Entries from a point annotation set
__________________________________________________

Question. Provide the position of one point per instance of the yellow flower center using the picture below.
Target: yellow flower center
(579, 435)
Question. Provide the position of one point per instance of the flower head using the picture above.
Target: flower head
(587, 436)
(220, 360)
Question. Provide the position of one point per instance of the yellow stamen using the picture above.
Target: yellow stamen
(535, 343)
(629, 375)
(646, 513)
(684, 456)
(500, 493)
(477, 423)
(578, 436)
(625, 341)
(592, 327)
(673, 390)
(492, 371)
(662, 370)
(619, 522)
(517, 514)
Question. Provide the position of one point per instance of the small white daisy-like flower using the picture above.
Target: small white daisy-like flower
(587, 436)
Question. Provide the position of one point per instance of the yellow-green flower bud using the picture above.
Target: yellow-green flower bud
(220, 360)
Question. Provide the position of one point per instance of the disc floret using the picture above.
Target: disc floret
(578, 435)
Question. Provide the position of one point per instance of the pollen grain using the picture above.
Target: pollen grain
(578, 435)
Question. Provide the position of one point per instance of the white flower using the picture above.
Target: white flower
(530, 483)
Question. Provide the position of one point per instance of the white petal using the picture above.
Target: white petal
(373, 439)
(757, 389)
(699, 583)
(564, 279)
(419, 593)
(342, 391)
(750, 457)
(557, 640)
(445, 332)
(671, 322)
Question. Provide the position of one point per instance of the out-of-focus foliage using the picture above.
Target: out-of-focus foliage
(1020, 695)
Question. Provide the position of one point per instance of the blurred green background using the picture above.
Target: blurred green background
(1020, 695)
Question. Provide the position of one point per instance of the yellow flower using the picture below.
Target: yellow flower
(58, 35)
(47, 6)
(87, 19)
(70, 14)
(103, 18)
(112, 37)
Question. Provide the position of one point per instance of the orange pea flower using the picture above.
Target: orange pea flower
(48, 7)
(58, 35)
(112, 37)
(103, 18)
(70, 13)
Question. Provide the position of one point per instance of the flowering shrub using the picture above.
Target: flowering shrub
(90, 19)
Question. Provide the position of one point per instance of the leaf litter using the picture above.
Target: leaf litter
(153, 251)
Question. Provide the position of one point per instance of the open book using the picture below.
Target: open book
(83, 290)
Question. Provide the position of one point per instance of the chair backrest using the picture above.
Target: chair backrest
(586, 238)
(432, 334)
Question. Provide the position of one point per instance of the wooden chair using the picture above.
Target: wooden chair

__________________________________________________

## Work to be completed:
Extract every line of the listing above and reproduce each one without altering a single character, keeping the original order.

## Output of the task:
Question. Provide the position of one point per instance of the yellow flower center using the picture below.
Target: yellow flower center
(579, 435)
Question. Provide the position of one point per instance of the flower head using the picture above.
Target: flower head
(587, 436)
(220, 360)
Question. Provide the position of one point per instance of the yellow stamen using the picture above.
Target: yellow stamen
(535, 343)
(629, 375)
(646, 513)
(684, 456)
(500, 493)
(477, 423)
(578, 436)
(625, 341)
(592, 327)
(673, 390)
(492, 371)
(662, 370)
(619, 522)
(517, 514)
Question. Provide the position of one point per instance of the small white daisy-like flower using the picture above.
Target: small white daisy-like flower
(587, 436)
Question. Provide the position of one point per instance of the yellow-green flower bud using the picture above.
Target: yellow-green flower bud
(220, 360)
Question. Provide the position of one point per instance of the disc floret using the picture above.
Target: disc floret
(578, 435)
Question. Provide the position of one point per instance of the pollen grain using the picture above.
Target: pollen grain
(578, 435)
Question. Provide the position of one point per instance of the white flower using the picture above.
Target: white flower
(530, 483)
Question. Provide the position of one point per instance of the white petal using the picture above.
Target: white petal
(373, 439)
(757, 389)
(699, 583)
(564, 279)
(419, 593)
(342, 391)
(750, 457)
(557, 640)
(445, 332)
(671, 322)
Question. Provide the position of one point per instance of the out-of-focus foliage using the picture above.
Target: out-of-focus foliage
(1020, 695)
Question. Provide the position of one point per instance of the blurred green background using the picture above.
Target: blurred green background
(1020, 695)
Question. Provide the position of one point per instance of the yellow flower using the picture below.
Target: yellow flower
(58, 35)
(47, 6)
(87, 19)
(70, 14)
(103, 18)
(112, 37)
Question. Provide the position of one point per instance of the orange pea flower using the picture above.
Target: orange pea flower
(48, 7)
(58, 35)
(112, 37)
(103, 18)
(70, 13)
Question. Provide the position of one point per instance of the flowering shrub using the picture above.
Target: flowering shrub
(90, 19)
Question. Provide the position of one point per instance of the leaf litter using the picture above.
Target: leaf litter
(153, 251)
Question. Provide the position of one point per instance of the open book using the picture below.
Target: open book
(83, 290)
Question. Provide the position of one point per instance of the chair backrest using the picture above.
Target: chair backrest
(586, 238)
(432, 334)
Question. Provide the position of one point per instance of the wooden chair using the picture above.
Target: wooden chair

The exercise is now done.